*** SUPPLIED DATA Section Begins ***
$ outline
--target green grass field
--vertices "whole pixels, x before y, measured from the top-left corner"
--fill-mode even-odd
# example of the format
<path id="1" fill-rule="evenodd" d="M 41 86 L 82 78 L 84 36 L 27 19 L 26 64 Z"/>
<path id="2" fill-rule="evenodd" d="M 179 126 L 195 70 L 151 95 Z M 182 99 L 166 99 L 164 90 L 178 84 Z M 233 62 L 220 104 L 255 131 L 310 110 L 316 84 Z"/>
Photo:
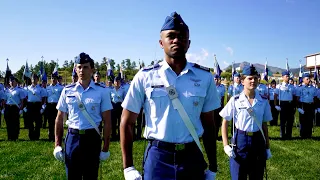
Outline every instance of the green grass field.
<path id="1" fill-rule="evenodd" d="M 21 121 L 22 122 L 22 121 Z M 319 179 L 320 127 L 313 139 L 279 140 L 279 126 L 269 127 L 273 157 L 267 161 L 268 179 Z M 293 128 L 293 136 L 298 137 Z M 64 165 L 52 155 L 54 143 L 47 140 L 47 129 L 41 130 L 39 141 L 29 141 L 28 130 L 21 129 L 19 140 L 7 141 L 5 123 L 0 128 L 0 179 L 66 179 Z M 134 143 L 136 168 L 141 171 L 145 141 Z M 217 179 L 230 179 L 229 161 L 217 142 L 219 170 Z M 120 144 L 112 142 L 111 157 L 102 166 L 103 179 L 124 179 Z"/>

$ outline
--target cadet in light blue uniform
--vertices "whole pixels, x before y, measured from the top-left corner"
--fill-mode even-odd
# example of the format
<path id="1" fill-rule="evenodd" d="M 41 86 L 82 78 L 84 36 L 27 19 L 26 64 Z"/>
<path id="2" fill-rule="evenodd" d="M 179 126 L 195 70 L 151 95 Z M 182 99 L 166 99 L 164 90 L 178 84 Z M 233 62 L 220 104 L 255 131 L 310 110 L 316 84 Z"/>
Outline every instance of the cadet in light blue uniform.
*** SUPPLIED DATA Section Ends ***
The expected output is every line of the records in which the string "uniform" appears.

**RESPONSE AREA**
--target cadet in light blue uniform
Outline every instance of the cadet in light blue uniform.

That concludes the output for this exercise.